▶ [Document extract]

━━━

Finally, the availability heuristic is a mental shortcut. When you weigh the pros and cons before making a decision, if you find yourself placing more emphasis on the cons because past examples are more memorable than examples of the pros, you’re using the availability heuristic. It’s easier to remember the bad than it is to remember the good! A lot of times, the good just seems like the status quo, so it doesn’t stand out in your memory. For example, you may remember a time when you went and got your flu shot, but you contracted the flu anyway and lived in misery for a week. On the other hand, the years when you received a flu shot and remained healthy all season probably go unnoticed and fade from memory.

━━━

▶ [Dataset excerpts]

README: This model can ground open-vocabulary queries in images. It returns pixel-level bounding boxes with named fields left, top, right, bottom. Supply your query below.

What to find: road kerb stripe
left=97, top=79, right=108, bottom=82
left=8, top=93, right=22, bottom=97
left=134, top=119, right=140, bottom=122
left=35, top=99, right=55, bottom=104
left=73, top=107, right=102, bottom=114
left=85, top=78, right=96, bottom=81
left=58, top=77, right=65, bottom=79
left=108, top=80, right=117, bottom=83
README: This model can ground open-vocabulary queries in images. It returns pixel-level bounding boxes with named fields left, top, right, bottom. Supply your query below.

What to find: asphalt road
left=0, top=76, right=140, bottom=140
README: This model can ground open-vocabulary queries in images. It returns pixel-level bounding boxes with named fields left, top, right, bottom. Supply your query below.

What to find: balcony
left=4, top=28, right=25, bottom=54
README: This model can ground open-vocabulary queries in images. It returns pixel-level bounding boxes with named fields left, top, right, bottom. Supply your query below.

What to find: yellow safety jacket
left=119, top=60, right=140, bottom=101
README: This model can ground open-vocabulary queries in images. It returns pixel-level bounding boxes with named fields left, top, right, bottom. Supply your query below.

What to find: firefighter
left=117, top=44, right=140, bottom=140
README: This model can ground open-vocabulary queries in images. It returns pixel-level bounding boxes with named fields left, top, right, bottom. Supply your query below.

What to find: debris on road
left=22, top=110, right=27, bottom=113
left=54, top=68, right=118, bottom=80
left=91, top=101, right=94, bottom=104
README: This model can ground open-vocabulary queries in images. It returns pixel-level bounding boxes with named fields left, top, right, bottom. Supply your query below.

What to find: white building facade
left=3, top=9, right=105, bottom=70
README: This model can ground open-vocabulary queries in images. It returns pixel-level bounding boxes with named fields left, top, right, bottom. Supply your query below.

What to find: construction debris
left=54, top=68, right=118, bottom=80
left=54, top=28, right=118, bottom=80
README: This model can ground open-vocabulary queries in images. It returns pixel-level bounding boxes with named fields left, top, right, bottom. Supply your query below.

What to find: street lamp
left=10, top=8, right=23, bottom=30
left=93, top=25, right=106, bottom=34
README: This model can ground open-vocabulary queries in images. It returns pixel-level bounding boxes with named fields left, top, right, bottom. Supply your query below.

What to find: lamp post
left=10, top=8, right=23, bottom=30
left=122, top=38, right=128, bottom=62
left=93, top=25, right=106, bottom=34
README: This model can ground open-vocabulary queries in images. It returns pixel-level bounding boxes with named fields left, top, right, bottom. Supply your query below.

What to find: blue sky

━━━

▶ [To do] Please transcribe the passage on the availability heuristic, starting with "Finally, the availability" and going on through "fade from memory.".

▶ [Task solution]
Finally, the availability heuristic is a mental shortcut. When you weigh the pros and cons before making a decision, if you find yourself placing more emphasis on the cons because past examples are more memorable than examples of the pros, you’re using the availability heuristic. It’s easier to remember the bad than it is to remember the good! A lot of times, the good just seems like the status quo, so it doesn’t stand out in your memory. For example, you may remember a time when you went and got your flu shot, but you contracted the flu anyway and lived in misery for a week. On the other hand, the years when you received a flu shot and remained healthy all season probably go unnoticed and fade from memory.